▶ _Text block_:
--------------------------------------------------

12.2. Governing Law/Venue. 
This Agreement will be governed by the laws of the State of Illinois, without regard to conflict of laws principles. Each party irrevocably and unconditionally agrees to be subject to the jurisdiction of the state and federal courts sitting in Cook County, Illinois. EACH PARTY IRREVOCABLY AND UNCONDITIONALLY WAIVES, TO THE FULLEST EXTENT PERMITTED BY APPLICABLE LAW, ANY RIGHT IT MAY HAVE TO A TRIAL BY JURY IN ANY LEGAL ACTION, PROCEEDING, CAUSE OF ACTION, OR COUNTERCLAIM ARISING OUT OF OR RELATING TO THIS AGREEMENT.

12.3. Conflict Resolution. 
The parties agree to make a good faith effort to resolve any controversy, breach, or claim arising out of or relating to this Agreement in an amicable and expeditious manner, so as to avoid unnecessary losses or delays. If such good faith negotiations fail, the dispute shall be referred to mediation before and as a condition precedent to the initiation of any adjudication including arbitration or litigation. If the parties are unable to mutually agree on a mediator within thirty (30) days of the commencement of the controversy, then either party may request that the Center for Conflict Resolution in Chicago, Illinois, select a candidate. Any mediation shall be held in Chicago, Illinois and the cost of any proceeding shall be determined during the mediation. All parties will be responsible for their costs of mediation.

12.4. Assignment.

--------------------------------------------------

According to the agreement excerpt, which organization may either party ask to select a mediator if the parties cannot agree on one within thirty days?

--------------------------------------------------

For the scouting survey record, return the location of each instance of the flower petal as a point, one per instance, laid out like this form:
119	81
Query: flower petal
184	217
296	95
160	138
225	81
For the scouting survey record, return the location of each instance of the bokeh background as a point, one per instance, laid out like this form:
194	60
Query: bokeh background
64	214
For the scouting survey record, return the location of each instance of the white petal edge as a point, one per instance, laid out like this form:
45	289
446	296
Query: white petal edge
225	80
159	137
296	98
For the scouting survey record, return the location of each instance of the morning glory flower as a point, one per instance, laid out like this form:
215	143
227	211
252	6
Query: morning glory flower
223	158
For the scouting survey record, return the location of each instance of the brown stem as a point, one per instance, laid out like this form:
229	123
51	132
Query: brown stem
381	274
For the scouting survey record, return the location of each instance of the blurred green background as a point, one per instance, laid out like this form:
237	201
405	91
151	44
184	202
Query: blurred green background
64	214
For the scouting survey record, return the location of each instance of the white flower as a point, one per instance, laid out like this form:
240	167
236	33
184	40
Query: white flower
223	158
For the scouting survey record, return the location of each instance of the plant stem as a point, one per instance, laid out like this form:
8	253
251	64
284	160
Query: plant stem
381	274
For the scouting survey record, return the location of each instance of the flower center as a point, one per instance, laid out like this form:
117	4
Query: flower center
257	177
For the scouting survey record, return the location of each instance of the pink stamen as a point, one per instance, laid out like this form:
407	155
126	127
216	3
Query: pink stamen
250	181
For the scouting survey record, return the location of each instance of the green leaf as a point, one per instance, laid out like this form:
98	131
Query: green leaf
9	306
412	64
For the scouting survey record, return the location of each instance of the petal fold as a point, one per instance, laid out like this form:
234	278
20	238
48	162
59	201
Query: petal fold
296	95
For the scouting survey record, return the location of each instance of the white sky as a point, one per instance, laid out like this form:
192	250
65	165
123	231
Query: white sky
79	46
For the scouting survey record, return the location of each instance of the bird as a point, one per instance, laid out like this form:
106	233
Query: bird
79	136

--------------------------------------------------

▶ _Written solution_:
The Center for Conflict Resolution in Chicago, Illinois.